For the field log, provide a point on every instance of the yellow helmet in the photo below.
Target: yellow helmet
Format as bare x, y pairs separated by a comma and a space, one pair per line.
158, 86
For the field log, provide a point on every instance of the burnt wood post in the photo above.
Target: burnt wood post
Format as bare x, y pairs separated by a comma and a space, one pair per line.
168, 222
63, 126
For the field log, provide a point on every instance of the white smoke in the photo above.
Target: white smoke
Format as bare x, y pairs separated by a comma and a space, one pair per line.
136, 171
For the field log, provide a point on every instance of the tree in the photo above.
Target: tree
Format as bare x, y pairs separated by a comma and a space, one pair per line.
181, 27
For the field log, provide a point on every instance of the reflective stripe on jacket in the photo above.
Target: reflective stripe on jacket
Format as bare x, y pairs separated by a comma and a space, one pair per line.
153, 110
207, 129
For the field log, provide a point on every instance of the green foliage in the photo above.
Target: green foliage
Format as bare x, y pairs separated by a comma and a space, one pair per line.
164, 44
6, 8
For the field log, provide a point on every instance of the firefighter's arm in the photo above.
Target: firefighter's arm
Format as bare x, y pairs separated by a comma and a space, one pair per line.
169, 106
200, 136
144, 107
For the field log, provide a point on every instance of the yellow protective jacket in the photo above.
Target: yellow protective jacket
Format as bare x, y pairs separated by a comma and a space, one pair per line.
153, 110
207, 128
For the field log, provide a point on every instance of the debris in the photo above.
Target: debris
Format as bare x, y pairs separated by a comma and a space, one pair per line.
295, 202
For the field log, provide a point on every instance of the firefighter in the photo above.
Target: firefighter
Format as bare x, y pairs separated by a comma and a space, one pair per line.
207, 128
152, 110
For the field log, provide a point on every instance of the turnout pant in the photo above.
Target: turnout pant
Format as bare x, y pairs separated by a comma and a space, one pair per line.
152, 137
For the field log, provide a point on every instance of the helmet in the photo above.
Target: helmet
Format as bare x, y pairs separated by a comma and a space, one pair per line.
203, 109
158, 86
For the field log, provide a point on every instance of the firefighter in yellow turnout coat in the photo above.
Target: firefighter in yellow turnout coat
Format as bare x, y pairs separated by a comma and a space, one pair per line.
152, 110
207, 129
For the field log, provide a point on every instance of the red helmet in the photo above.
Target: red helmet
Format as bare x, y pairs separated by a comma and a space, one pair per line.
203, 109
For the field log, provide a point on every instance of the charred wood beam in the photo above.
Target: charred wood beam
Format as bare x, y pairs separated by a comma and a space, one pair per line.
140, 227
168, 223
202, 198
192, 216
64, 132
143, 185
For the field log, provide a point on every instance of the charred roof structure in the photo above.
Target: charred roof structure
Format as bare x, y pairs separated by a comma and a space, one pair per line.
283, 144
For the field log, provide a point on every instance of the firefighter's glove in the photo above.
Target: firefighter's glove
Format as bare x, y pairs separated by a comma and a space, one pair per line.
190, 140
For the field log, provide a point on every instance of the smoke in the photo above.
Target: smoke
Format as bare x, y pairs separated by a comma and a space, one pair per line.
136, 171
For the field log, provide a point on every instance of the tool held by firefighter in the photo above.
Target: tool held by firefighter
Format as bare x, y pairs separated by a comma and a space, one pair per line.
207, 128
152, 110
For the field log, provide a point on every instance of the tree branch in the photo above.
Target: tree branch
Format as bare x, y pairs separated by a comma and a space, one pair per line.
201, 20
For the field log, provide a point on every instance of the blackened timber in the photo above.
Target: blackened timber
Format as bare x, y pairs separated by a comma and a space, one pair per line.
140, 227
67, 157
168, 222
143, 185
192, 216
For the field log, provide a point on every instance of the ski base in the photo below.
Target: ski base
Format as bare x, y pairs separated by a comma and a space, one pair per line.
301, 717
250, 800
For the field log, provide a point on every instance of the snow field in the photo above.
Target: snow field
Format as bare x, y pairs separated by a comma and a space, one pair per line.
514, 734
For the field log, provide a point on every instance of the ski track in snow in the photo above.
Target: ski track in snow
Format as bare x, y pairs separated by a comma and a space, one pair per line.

◇ ◇ ◇ ◇ ◇ ◇ ◇

과제 목표 >> 위 항목 전체를 한 글자도 바꾸지 말고 그대로 인용하라.

과제 결과 >>
For the field log, provide a point on every instance of the yellow helmet in the photo below.
Target: yellow helmet
Format as bare x, y pairs separated by a comma and a space, one pair per line.
158, 86
For the field log, provide a point on every instance of the burnt wood post in the photo above.
Target: burnt wood post
Format as bare x, y pairs separated by a comma and a space, one pair per line.
168, 222
63, 126
For the field log, provide a point on every instance of the white smoke in the photo above.
Target: white smoke
Format as bare x, y pairs separated by a comma and a space, one pair per line.
136, 171
For the field log, provide a point on every instance of the tree in the photo above.
Target: tree
Format as bare x, y pairs separated by a comma and a space, one pair per line.
181, 27
For the field log, provide a point on every instance of the reflective stripe on jacket in the photo above.
Target: reflective stripe on jacket
Format as bare x, y pairs separated by a comma and a space, one pair per line.
153, 110
207, 129
For the field log, provide a point on every instance of the green foliage in the photo above.
Target: green foliage
Format as bare x, y pairs separated by a comma and a space, one pair per line.
164, 44
6, 8
For the field log, provide a point on every instance of the firefighter's arm in the photo above.
Target: firefighter's arm
Format as bare x, y pairs separated by a comma and a space, one pair per line.
169, 106
200, 136
144, 107
For the field log, provide a point on every instance of the yellow protective jacket in the photo above.
Target: yellow protective jacket
Format as bare x, y pairs separated by a comma and a space, one pair per line.
153, 110
207, 128
For the field log, provide a point on every instance of the debris in the photo above.
Target: debris
Format as bare x, y pairs separated by a comma and a space, one pair per line.
295, 202
For the field log, provide a point on every instance of the firefighter in the photo above.
Target: firefighter
Format as bare x, y pairs separated by a comma and a space, one pair per line.
207, 128
152, 110
For the field log, provide a point on every instance of the turnout pant in the photo above.
Target: turnout pant
Format as bare x, y pairs separated by a comma and a space, one pair per line.
152, 137
For the field log, provide a point on every instance of the helmet in the photo above.
Target: helmet
Format as bare x, y pairs separated by a comma and a space, one pair per line.
203, 109
158, 86
For the field log, provide a point on every instance of the firefighter in yellow turnout coat in the photo above.
Target: firefighter in yellow turnout coat
Format as bare x, y pairs separated by a comma and a space, one pair per line.
152, 110
207, 129
For the field log, provide a point on every instance of the red helmet in the photo above.
Target: red helmet
Format as bare x, y pairs separated by a comma and a space, one pair per line.
203, 109
For the field log, provide a point on every instance of the charred wood beam in the photo above.
Target: charred wood beam
Format as bare x, y pairs separated by a comma and a space, one pair per line.
140, 227
168, 223
202, 198
192, 216
64, 132
143, 185
For the field log, provide a point on every instance of the charred roof structure in the photo above.
Target: charred roof structure
Format as bare x, y pairs separated by a comma and a space, one pair per line.
283, 144
For the field log, provide a point on every instance of the firefighter's glove in the photo above.
Target: firefighter's glove
Format as bare x, y pairs separated by a comma and a space, one pair per line.
190, 140
For the field log, provide a point on every instance of the smoke in the photo above.
Target: smoke
Format as bare x, y pairs separated by a comma and a space, one pair per line.
136, 171
For the field log, provide a point on every instance of the tool held by firefighter in the photo above.
Target: tool held by firefighter
Format as bare x, y pairs separated by a comma and a space, one pair per line.
207, 128
152, 110
For the field log, provide a point on every instance of the tree branch in the photo above.
Target: tree branch
Format as bare x, y pairs separated by a comma and a space, one pair per line.
201, 20
For the field log, provide a point on every instance of the blackened timber in the photo above.
Target: blackened timber
Format as bare x, y pairs separated by a comma and a space, one pair per line.
140, 227
67, 157
168, 222
143, 185
192, 216
For the field log, provide a point on every instance of the ski base in the photo below.
Target: ski base
Format as bare x, y pairs separated by a comma and a space, one pair per line.
301, 717
250, 800
For the field log, provide a point on every instance of the snow field in the photo above.
Target: snow field
Format as bare x, y pairs separated by a comma and a space, one pair per line.
514, 734
For the field log, provide a point on every instance of the ski track in snow in the photo above.
Target: ski track in snow
Format as bare x, y pairs separated by a comma and a space, one pair per line.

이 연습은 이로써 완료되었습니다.